** BEGIN Provided passage **

Luke Alker

Personal information
- Full name: Luke William Alker
- Date of birth: 12 December 2006 (age 19)
- Place of birth: North Yorkshire, England
- Position: Forward

Team information
- Current team: Barnsley
- Number: 36

Youth career
- 0000–2023: Leeds United
- 2023–2024: Barnsley

Senior career*
- Years: Team / Apps / (Gls)
- 2024–: Barnsley / 0 / (0)

= Luke Alker =

English footballer (born 2006)

Luke William Alker (born 12 December 2006) is an English footballer who plays as a forward for club Barnsley.

==Career==
Alker joined Barnsley from the Academy at Leeds United in 2023 and became a prolific scorer for the under-18s and under-21s. He made his first-team debut for Barnsley on 8 October 2024, coming on as a 72nd-minute substitute for Aiden Marsh in a 2–0 defeat at Huddersfield Town in the EFL Trophy.

** END Provided passage **
** BEGIN Information given **

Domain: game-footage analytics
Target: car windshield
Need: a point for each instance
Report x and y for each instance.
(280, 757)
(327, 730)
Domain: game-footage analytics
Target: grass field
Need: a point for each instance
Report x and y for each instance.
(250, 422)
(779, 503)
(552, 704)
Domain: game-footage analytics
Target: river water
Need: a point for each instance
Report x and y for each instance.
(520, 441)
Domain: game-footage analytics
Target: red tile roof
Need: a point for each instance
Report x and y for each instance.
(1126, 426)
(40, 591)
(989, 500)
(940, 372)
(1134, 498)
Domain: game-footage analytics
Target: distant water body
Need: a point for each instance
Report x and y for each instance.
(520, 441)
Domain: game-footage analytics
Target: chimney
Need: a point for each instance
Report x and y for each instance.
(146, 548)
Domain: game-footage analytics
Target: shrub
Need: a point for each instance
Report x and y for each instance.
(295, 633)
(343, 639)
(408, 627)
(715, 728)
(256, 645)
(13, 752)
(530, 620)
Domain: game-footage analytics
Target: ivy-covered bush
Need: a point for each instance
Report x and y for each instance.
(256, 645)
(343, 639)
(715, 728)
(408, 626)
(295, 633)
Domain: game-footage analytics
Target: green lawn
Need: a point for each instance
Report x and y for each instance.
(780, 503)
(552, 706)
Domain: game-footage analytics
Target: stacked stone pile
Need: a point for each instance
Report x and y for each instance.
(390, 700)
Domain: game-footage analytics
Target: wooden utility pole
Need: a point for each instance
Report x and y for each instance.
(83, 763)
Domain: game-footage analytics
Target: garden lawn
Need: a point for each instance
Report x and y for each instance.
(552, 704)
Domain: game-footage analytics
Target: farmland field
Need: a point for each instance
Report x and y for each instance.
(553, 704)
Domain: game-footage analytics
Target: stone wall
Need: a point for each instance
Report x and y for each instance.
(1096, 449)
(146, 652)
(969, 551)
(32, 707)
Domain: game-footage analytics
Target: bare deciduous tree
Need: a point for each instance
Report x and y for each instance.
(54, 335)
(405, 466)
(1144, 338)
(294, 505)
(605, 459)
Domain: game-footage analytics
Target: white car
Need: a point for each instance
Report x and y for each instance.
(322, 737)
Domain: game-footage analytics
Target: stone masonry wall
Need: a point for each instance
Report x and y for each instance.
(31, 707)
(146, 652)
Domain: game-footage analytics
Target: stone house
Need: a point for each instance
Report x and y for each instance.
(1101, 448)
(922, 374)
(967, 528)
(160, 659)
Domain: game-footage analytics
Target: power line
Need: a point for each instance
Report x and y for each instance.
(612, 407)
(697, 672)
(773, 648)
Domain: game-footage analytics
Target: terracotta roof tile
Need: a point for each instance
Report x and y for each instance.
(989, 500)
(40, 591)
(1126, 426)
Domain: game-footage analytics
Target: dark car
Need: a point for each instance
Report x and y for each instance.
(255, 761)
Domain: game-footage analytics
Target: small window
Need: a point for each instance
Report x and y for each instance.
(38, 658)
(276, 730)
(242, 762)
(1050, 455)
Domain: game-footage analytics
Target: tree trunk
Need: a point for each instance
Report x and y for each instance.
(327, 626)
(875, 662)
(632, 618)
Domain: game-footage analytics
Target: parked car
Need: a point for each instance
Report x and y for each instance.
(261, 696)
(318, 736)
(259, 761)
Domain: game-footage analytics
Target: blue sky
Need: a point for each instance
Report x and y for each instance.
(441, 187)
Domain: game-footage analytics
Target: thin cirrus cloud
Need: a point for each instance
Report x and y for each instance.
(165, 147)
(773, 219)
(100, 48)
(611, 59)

** END Information given **

[Directions]:
1. List every football club named in the Luke Alker profile.
2. Reproduce the stretch of the Luke Alker profile from "Senior career*" through "for club Barnsley.".
3. In the Luke Alker profile, which player did Alker replace when he made his first-team debut?

[Exercise solutions]:
1. Barnsley, Leeds United, Huddersfield Town

2.
Senior career*
- Years: Team / Apps / (Gls)
- 2024–: Barnsley / 0 / (0)

= Luke Alker =

English footballer (born 2006)

Luke William Alker (born 12 December 2006) is an English footballer who plays as a forward for club Barnsley.

3. Aiden Marsh